══ Records shown

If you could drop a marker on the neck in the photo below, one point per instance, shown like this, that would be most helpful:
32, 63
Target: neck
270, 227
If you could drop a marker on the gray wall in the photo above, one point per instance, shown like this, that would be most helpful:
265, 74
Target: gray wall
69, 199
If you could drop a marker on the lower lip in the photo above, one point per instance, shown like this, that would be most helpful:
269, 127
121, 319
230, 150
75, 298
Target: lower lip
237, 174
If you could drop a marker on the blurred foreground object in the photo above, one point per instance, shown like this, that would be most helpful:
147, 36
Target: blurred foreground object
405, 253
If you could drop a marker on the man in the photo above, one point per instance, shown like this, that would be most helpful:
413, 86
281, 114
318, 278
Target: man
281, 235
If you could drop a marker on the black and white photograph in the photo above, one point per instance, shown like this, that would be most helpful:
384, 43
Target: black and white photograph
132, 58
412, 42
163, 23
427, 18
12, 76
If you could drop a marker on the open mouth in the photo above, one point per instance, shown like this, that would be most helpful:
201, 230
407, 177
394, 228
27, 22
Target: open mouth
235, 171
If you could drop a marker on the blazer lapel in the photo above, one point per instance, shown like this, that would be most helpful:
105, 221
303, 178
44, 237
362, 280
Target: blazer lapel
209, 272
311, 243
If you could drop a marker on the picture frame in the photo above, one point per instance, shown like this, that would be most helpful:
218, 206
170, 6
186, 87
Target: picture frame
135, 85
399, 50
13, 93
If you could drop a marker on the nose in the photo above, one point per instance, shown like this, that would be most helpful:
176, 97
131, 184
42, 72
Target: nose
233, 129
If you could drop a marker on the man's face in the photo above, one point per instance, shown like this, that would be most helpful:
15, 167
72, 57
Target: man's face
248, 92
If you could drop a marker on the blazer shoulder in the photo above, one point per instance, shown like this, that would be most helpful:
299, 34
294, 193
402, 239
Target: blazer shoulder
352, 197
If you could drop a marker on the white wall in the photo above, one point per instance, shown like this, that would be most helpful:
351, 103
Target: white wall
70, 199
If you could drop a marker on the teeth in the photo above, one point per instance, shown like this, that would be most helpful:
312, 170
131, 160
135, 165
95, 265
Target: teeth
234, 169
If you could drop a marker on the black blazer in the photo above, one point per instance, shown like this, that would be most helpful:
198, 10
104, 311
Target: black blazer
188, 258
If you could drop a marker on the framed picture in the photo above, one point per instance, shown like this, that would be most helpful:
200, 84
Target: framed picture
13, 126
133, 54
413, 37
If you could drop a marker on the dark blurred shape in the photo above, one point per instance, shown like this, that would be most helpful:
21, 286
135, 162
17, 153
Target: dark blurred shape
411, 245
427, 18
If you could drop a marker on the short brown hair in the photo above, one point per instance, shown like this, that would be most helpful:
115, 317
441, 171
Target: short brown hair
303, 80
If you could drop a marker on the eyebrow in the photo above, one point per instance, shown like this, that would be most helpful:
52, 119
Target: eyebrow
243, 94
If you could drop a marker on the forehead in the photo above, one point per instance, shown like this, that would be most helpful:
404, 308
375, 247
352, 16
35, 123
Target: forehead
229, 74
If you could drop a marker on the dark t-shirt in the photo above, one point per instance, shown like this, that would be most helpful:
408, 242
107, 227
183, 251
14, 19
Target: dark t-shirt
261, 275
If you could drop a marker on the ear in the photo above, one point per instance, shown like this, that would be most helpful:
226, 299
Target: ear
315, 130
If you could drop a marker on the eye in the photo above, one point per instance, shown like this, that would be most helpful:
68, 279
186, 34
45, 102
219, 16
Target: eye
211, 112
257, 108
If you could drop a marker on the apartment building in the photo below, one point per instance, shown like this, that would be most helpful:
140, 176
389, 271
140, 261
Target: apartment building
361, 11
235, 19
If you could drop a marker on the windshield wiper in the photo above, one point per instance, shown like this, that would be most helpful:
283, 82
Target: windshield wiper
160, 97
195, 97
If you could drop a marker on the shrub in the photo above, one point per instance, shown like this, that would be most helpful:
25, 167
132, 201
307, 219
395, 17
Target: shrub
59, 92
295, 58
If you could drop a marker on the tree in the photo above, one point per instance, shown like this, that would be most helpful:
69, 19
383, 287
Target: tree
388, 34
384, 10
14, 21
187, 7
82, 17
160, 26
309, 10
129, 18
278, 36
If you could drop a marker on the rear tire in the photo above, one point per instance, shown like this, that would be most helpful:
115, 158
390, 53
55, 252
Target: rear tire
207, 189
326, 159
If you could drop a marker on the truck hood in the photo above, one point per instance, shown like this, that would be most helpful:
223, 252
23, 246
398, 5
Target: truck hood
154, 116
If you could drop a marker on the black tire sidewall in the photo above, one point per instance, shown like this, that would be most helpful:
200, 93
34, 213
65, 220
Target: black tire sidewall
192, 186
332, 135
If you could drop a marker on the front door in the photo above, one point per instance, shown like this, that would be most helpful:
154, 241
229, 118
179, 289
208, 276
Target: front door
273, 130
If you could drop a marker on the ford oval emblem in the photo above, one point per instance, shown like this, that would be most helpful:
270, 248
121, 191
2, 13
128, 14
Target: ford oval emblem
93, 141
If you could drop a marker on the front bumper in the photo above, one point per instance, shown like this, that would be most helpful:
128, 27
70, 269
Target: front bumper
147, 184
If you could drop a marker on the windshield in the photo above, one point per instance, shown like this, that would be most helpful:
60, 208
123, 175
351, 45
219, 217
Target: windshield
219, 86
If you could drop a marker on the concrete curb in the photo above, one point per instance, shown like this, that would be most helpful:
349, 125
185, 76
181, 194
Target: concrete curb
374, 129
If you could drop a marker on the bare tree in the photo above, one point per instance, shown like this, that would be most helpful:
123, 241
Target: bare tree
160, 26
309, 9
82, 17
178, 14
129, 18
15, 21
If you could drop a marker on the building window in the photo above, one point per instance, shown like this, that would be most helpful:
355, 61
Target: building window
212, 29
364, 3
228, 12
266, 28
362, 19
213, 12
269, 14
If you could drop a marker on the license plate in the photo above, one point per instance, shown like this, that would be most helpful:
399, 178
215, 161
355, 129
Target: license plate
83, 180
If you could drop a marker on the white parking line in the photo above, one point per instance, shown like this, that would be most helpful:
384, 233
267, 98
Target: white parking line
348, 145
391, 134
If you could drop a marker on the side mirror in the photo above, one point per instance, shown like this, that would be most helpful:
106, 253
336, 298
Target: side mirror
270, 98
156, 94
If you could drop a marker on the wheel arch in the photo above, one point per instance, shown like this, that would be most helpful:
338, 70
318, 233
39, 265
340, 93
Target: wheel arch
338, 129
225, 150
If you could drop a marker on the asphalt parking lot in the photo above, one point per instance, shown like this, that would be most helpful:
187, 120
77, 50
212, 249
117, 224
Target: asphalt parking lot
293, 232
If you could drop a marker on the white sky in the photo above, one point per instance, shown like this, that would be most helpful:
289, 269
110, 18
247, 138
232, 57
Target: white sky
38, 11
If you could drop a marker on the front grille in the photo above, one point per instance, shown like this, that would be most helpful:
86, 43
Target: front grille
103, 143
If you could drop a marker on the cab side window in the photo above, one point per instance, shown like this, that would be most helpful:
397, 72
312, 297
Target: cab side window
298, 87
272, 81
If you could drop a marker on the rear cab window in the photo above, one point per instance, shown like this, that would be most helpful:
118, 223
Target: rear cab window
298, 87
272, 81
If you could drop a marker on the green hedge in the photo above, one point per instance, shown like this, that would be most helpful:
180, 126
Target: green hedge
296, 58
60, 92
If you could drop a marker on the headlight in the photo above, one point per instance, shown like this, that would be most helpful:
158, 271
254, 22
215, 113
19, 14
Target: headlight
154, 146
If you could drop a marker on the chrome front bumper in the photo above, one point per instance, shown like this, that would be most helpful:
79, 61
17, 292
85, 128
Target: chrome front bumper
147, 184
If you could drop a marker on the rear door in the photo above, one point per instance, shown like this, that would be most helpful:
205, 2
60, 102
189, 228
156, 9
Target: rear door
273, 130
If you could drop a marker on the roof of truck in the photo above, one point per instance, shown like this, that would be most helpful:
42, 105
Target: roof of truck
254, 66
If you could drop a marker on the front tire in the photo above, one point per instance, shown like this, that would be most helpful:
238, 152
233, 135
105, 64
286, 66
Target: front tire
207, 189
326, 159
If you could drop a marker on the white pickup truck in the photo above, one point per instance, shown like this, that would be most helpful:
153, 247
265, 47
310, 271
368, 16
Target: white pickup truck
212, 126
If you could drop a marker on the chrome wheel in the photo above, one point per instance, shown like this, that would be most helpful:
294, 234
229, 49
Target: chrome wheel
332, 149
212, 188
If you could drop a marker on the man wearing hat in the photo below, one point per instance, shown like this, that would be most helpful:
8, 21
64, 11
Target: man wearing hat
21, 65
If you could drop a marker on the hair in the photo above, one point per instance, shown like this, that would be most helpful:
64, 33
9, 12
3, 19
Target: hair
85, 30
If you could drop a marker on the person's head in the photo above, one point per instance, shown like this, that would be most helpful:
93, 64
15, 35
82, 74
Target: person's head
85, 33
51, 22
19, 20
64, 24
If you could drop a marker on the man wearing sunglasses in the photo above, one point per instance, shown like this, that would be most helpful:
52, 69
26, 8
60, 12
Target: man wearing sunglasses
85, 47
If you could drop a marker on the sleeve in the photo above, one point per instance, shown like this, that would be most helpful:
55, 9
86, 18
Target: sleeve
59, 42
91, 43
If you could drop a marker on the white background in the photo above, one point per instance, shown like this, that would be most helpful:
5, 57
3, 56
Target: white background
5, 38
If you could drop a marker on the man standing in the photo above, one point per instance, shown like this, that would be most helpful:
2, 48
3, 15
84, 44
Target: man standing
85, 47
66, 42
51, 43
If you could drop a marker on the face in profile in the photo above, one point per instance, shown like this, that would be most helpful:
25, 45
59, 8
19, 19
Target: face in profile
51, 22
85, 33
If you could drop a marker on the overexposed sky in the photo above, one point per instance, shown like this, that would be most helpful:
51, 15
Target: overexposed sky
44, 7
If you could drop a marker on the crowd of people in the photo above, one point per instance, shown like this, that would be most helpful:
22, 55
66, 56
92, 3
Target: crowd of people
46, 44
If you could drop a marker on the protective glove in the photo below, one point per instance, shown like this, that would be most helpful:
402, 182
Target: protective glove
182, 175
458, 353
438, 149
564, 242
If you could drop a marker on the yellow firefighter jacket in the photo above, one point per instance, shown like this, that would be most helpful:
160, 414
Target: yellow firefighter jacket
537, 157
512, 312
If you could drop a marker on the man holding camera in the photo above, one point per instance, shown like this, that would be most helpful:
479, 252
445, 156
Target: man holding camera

════

* What the task asks: Exactly as written, give the line containing "If you could drop a marker on the protective" and all remaining lines of the records.

* Correct answer:
If you could drop a marker on the protective glove in the photo below, one point per instance, shown like this, that would be most helpful:
402, 182
Target: protective glove
182, 175
458, 353
438, 149
564, 242
If you could drop a marker on the yellow firefighter jacket in the photo above, one point per instance, shown like this, that would be most helpful:
160, 414
Target: yellow firefighter jacket
537, 157
512, 312
If you could drop a marker on the man holding camera in the photo above, one point per instance, shown like this, that would be most helpful:
479, 252
445, 156
Target: man holding camera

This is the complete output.